Report every line of the entries below that contains the string "negative", copying each such line in full.

[INFORMATION GIVEN Boundary: Start]

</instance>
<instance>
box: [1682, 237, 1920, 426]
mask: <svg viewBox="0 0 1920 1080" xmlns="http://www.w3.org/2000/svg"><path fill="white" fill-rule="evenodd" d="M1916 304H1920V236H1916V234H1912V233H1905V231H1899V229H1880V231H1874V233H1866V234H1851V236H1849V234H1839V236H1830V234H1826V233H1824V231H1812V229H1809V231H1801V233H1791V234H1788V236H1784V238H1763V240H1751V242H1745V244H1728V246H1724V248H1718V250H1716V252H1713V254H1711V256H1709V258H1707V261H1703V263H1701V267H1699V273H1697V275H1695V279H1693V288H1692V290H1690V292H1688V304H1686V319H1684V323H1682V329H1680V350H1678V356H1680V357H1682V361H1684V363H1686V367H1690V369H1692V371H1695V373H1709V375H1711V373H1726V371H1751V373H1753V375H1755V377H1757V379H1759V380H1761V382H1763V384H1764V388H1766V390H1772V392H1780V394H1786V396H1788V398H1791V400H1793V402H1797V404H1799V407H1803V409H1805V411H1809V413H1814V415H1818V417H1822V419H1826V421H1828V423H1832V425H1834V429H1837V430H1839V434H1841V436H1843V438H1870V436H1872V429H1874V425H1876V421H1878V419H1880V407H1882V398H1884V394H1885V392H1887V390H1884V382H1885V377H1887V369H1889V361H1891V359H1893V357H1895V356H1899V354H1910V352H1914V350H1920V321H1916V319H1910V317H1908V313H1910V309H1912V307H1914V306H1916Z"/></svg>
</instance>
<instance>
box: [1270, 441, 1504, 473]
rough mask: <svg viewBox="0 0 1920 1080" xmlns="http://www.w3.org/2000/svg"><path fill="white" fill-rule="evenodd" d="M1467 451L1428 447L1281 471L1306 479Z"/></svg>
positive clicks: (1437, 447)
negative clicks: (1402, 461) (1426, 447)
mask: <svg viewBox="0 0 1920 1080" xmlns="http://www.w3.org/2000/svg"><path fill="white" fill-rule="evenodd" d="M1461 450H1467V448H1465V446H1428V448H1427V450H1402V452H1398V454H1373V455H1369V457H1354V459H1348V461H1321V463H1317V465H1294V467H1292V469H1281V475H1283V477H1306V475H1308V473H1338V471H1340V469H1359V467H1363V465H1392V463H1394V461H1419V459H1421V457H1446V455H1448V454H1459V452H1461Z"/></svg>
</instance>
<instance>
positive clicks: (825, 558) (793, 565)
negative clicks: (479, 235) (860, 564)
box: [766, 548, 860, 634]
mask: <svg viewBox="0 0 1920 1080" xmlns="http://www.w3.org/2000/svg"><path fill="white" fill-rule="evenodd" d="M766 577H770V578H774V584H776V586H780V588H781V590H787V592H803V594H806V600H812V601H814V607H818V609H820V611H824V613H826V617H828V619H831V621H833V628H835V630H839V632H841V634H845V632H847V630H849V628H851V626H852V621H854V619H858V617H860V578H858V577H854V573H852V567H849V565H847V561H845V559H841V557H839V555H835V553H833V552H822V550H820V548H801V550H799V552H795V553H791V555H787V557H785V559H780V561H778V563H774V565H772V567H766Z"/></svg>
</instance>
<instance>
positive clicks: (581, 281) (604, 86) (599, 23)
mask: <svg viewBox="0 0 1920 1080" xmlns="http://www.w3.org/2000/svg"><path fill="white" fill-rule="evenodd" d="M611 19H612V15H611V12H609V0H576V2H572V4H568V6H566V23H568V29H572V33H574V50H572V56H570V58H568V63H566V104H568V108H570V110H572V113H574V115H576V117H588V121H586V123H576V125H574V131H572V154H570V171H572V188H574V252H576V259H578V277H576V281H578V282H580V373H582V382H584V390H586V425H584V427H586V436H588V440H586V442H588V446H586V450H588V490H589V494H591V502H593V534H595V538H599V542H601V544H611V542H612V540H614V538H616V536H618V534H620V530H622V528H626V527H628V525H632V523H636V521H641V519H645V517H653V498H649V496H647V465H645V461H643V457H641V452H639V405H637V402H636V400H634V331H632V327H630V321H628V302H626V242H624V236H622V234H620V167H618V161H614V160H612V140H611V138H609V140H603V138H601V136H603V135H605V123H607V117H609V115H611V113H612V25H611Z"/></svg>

[INFORMATION GIVEN Boundary: End]

** EXPECTED ANSWER **
negative clicks: (1402, 461) (1426, 447)
negative clicks: (479, 235) (860, 564)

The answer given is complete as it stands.